Rescale the entries below between the lines holding "Note to the class: point at the wooden" and "<point>218,675</point>", inclusive, reproducing every line with the requests unchanged and each point coordinate in the answers multiplied by 0.25 and rounded to a whole number, halves up. Output only those lines.
** Start **
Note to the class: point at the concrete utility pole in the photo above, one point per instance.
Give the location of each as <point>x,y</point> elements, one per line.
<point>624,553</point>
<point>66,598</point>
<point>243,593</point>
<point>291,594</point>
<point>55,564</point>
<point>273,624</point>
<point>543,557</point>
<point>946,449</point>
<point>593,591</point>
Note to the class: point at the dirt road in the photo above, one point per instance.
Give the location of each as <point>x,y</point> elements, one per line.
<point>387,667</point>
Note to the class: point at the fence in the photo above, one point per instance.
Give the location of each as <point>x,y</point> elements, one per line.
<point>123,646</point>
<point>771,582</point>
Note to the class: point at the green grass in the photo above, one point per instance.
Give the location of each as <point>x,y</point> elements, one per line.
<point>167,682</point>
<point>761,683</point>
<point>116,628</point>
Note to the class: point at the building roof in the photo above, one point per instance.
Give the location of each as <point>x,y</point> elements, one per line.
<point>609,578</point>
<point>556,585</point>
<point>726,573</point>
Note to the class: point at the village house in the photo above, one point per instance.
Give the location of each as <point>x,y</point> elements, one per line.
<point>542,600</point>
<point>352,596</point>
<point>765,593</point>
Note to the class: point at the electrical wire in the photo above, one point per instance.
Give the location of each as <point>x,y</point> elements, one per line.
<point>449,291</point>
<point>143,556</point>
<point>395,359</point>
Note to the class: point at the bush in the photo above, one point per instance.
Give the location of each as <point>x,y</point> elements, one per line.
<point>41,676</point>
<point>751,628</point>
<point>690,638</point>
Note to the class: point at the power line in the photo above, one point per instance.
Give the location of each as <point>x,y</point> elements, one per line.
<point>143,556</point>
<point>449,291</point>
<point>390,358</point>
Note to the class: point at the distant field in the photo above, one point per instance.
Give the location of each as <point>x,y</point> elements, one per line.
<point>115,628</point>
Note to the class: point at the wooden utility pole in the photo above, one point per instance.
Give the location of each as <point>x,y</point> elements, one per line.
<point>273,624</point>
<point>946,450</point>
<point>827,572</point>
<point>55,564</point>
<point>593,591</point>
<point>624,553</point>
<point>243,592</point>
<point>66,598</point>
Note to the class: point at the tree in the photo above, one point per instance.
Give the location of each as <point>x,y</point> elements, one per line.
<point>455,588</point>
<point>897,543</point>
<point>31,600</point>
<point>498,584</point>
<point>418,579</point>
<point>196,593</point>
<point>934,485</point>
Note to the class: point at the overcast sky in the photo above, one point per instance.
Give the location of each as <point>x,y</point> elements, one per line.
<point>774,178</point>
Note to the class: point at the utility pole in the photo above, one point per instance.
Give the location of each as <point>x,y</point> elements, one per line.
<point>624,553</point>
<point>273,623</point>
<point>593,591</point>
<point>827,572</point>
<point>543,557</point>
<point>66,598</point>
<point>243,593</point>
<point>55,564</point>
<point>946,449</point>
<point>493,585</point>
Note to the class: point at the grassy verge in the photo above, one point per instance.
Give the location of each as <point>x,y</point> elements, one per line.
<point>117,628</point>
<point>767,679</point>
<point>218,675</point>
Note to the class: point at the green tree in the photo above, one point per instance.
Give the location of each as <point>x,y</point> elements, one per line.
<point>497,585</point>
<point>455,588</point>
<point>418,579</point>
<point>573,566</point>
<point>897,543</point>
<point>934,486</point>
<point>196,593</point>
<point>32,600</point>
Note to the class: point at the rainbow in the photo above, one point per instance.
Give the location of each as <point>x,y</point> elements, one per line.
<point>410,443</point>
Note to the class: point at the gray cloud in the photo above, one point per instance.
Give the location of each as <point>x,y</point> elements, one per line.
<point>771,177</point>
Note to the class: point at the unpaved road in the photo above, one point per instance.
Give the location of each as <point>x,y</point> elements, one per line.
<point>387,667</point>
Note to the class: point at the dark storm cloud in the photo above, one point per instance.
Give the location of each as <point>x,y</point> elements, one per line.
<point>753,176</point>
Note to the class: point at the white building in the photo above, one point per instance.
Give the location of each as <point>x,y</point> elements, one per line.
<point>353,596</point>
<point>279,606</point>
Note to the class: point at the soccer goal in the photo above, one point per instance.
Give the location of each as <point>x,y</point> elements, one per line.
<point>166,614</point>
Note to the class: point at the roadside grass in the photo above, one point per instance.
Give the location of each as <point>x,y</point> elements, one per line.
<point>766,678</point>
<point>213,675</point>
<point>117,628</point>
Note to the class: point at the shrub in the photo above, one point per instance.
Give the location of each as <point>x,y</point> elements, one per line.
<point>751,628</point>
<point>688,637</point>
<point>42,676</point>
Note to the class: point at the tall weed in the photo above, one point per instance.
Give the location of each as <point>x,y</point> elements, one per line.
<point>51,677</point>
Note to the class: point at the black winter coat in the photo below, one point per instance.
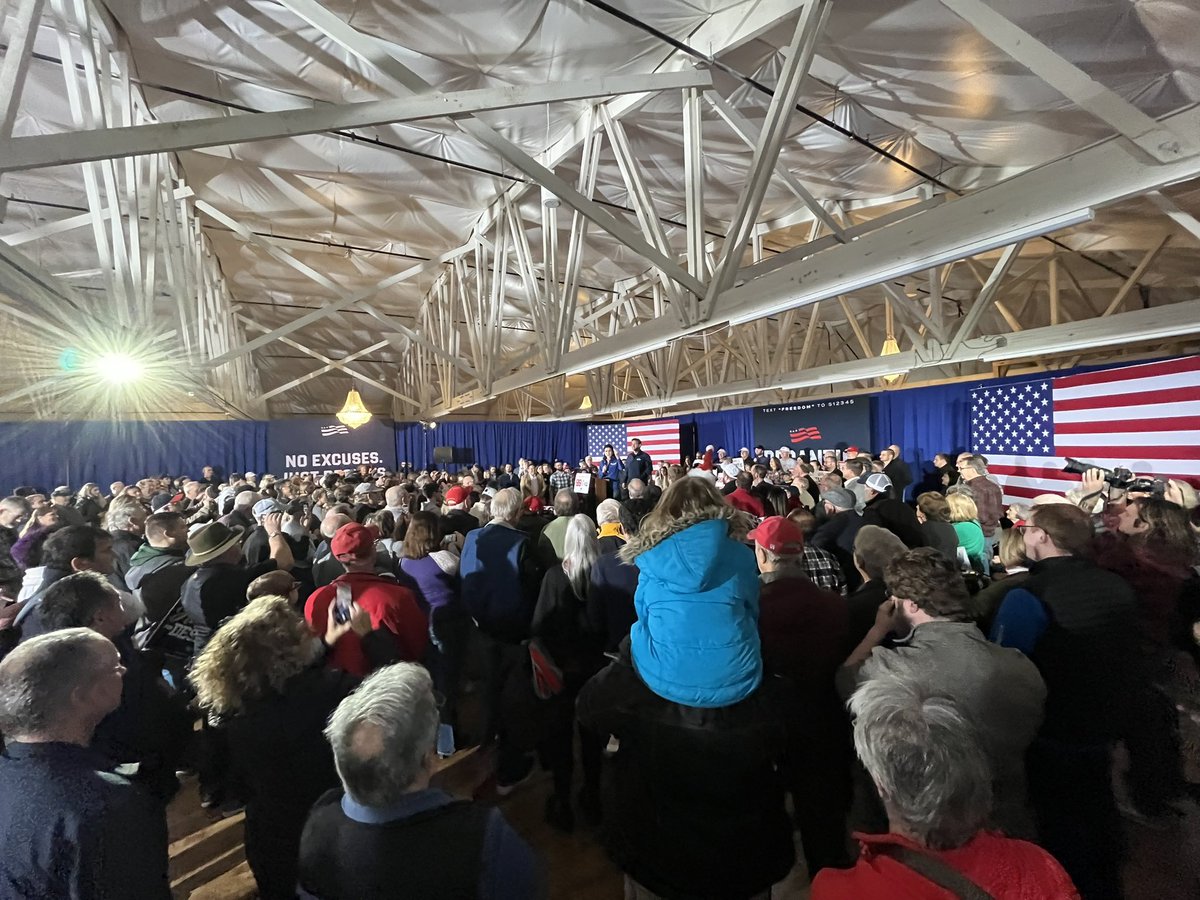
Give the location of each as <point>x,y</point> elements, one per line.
<point>282,757</point>
<point>696,799</point>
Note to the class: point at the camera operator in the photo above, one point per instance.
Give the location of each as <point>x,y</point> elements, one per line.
<point>1150,541</point>
<point>1153,547</point>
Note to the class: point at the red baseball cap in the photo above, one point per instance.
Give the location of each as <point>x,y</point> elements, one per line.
<point>779,535</point>
<point>354,540</point>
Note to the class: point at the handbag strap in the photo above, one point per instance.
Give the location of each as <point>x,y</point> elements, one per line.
<point>935,870</point>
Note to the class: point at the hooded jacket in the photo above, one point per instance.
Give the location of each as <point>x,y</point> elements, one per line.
<point>696,637</point>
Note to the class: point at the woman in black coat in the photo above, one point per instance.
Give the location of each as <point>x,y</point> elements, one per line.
<point>262,679</point>
<point>562,630</point>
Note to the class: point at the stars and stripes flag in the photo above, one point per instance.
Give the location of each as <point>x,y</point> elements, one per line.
<point>659,437</point>
<point>1144,418</point>
<point>799,436</point>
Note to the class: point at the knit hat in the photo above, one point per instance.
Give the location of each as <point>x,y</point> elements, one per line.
<point>839,498</point>
<point>210,541</point>
<point>353,540</point>
<point>879,481</point>
<point>265,507</point>
<point>779,535</point>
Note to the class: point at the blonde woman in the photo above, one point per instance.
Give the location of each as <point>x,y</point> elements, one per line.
<point>262,676</point>
<point>965,519</point>
<point>562,627</point>
<point>696,637</point>
<point>984,605</point>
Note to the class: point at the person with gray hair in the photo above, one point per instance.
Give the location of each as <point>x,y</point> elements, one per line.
<point>13,511</point>
<point>637,503</point>
<point>551,544</point>
<point>838,531</point>
<point>125,520</point>
<point>388,832</point>
<point>564,635</point>
<point>874,549</point>
<point>933,773</point>
<point>989,496</point>
<point>1000,690</point>
<point>501,580</point>
<point>71,827</point>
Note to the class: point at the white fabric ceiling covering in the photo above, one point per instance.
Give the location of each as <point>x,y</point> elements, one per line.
<point>910,78</point>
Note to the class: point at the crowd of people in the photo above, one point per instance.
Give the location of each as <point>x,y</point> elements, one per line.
<point>928,685</point>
** End **
* **Full output**:
Note to the class: point at the wooden utility pole in the photo above, one point per instance.
Give the location of each as <point>x,y</point> elements, one per line.
<point>68,156</point>
<point>237,113</point>
<point>207,143</point>
<point>14,141</point>
<point>148,148</point>
<point>156,138</point>
<point>61,148</point>
<point>17,150</point>
Note to the class: point at the tree in the photo above, one point per instance.
Give the location of each as <point>x,y</point> elements, one per line.
<point>114,147</point>
<point>224,136</point>
<point>8,150</point>
<point>125,146</point>
<point>105,145</point>
<point>49,148</point>
<point>234,121</point>
Note to the class: point at the overcast sky in the photo above, one point per instance.
Give the location of each as <point>x,y</point> elements, one per line.
<point>194,45</point>
Note to the class: point at the utility pole in the photo above, one point per instance.
Give the location of each as <point>x,y</point> elements, one per line.
<point>156,138</point>
<point>68,156</point>
<point>148,148</point>
<point>207,143</point>
<point>136,139</point>
<point>17,150</point>
<point>61,148</point>
<point>14,141</point>
<point>237,112</point>
<point>123,146</point>
Note to the class: point at the grassy verge in the photo above, one point per instance.
Give the location of each as <point>x,y</point> elements, one per line.
<point>29,157</point>
<point>192,170</point>
<point>55,169</point>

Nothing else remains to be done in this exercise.